BEGIN Provided text

I hope this question is suitable to be posted here on MO.

I wonder if there is a systematic relation between the notation of a classifying space, and the notion of a moduli space. I don't consider myself as someone with an expert level knowledge in any of these objects, but let me explain what I think.

The classifying space of a group/H-group, or a monoial category, most of the time is ought to be a representing object for a cohomology theory. The word classifying here, is mainly referring to the fact that $BG$ does parametrise certain ``bundles'' over paracompact spaces with a $G$-structure. The moduli space, is also ought to be a space which somehow parametrises the class of objects in a certain category - hope this analogy is not too vague. It somehow puts the totality of certain object in a `topological space'. Hence, both of these spaces are meant to parametrise certain objects.

Of course, I have not declared which definitions I take for these object, and I hope there is a common understanding about these spaces when an example is given. My main question is this. If $C$ is a category for which I can associated a classifying space $BC$ as well as a moduli space to the class of its objects, say $\mathcal{M}_C$. Then, is there a map

$$BC\to\mathcal{M}_C$$

or the way around?

Let me add that the work of Madsen and Weiss, on the stable Mumford conjecture, provides an example of the relation that I have asked above. They show that the infinite loop space associated to a certain spectrum $\mathbb{C} P_{-1}$ is related to the classifying space of the cobordism category of oriented surfaces, say $BC_2$ (in fact there is a weak homotopy equivalence) which is meant to solve Mumford's conjecture as $\Omega^{\infty-1}\mathbb{C} P_{-1}$ and the moduli space of Riemannian surfaces are ought to be the same?! But, I still don't know where a map such as $\Omega^\infty\mathbb{C}P_{-1}\to \mathcal{M}_\infty$ or a map $BC_2\to \mathcal{M}_\infty$ is constructed where $\mathcal{M}_\infty$ is the moduli space of Riemannian surfaces of arbitrary genus. I am aware of the map Madsen-Tillmann map $\mathbb{Z}\times B\Gamma_\infty^+\to\Omega^\infty\mathbb{C}P_{-1}$ with $\Gamma_\infty$ is the stable mapping class group and $(-)^+$ is Qullien's plus construction. The work of Galatius-Madsen-Tillmann-Weiss also provides $\alpha_\infty:BC_2\to\Omega^{\infty-1}\mathbb{C}P_{-1}$. But, I don't think of the source nor the target as a moduli space.

I will be very grateful for any advise. Please let me know if I am mixing some objects.

Thanks.

END Provided text
BEGIN Records shown

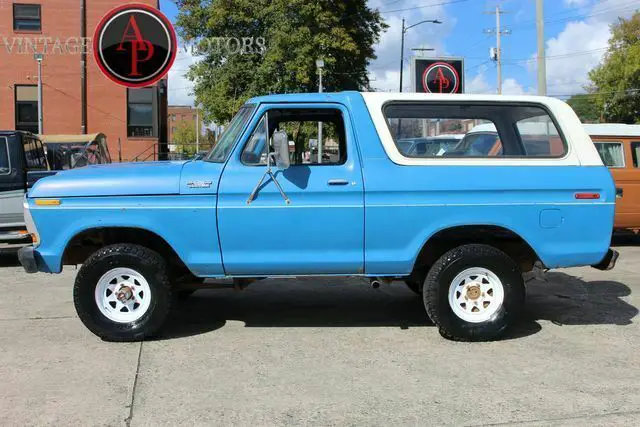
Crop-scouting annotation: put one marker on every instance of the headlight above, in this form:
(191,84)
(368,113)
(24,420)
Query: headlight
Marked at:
(31,226)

END Records shown

• **Task prompt**: Rewrite the stretch from "The classifying space of a" through "parametrise certain objects." in the question on classifying spaces and moduli spaces, changing "topological space" to "geometric space".

• **The response**:
The classifying space of a group/H-group, or a monoial category, most of the time is ought to be a representing object for a cohomology theory. The word classifying here, is mainly referring to the fact that $BG$ does parametrise certain ``bundles'' over paracompact spaces with a $G$-structure. The moduli space, is also ought to be a space which somehow parametrises the class of objects in a certain category - hope this analogy is not too vague. It somehow puts the totality of certain object in a `geometric space'. Hence, both of these spaces are meant to parametrise certain objects.